> The problem: Each line from the one containing "Query: pen black tip" to the last line of the listing below must be reproduced exactly, and nothing more.

> Source data:
%%

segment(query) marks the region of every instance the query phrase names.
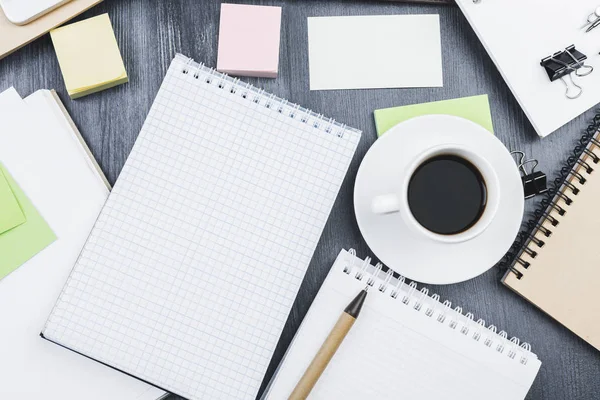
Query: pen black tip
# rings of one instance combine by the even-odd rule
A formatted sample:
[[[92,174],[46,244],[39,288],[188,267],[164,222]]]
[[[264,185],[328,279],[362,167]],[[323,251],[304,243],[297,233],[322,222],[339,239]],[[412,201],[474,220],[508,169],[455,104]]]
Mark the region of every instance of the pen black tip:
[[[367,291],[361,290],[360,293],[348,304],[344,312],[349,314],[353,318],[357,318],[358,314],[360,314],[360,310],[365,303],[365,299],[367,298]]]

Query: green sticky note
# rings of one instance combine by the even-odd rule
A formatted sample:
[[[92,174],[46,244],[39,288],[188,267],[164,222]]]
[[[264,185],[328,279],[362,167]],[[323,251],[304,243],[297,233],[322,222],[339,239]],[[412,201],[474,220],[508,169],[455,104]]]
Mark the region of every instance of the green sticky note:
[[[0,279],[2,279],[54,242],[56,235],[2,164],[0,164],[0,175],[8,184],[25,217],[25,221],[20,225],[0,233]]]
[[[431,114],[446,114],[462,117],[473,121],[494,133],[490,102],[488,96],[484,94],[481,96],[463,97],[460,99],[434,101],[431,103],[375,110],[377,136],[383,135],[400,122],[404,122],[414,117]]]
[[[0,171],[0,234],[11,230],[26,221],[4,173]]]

%%

> Answer to the problem:
Query: pen black tip
# rings of one instance combine by the even-odd rule
A formatted sample:
[[[92,174],[46,244],[39,288],[188,267],[164,222]]]
[[[264,185],[328,279],[362,167]],[[323,251],[304,243],[297,233],[322,222],[339,239]],[[412,201],[474,220],[508,169],[455,104]]]
Mark the region of every instance of the pen black tip:
[[[367,291],[361,290],[360,293],[348,304],[344,312],[349,314],[353,318],[357,318],[358,314],[360,314],[360,310],[365,303],[365,299],[367,298]]]

Query: green sticky note
# rings of one instance combine by the even-odd rule
A formatted sample:
[[[92,174],[46,244],[39,288],[188,267],[164,222]]]
[[[264,185],[328,279],[362,167]],[[323,251],[304,243],[297,233],[322,222],[339,239]],[[412,201],[474,220],[508,169],[455,104]]]
Mark the region of every instance of the green sticky note:
[[[0,279],[2,279],[54,242],[56,235],[2,164],[0,164],[0,175],[8,184],[25,217],[25,221],[20,225],[0,233]]]
[[[431,114],[446,114],[462,117],[473,121],[494,133],[490,102],[488,96],[484,94],[481,96],[463,97],[460,99],[434,101],[431,103],[375,110],[377,136],[383,135],[400,122],[404,122],[414,117]]]
[[[0,171],[0,234],[11,230],[26,221],[4,173]]]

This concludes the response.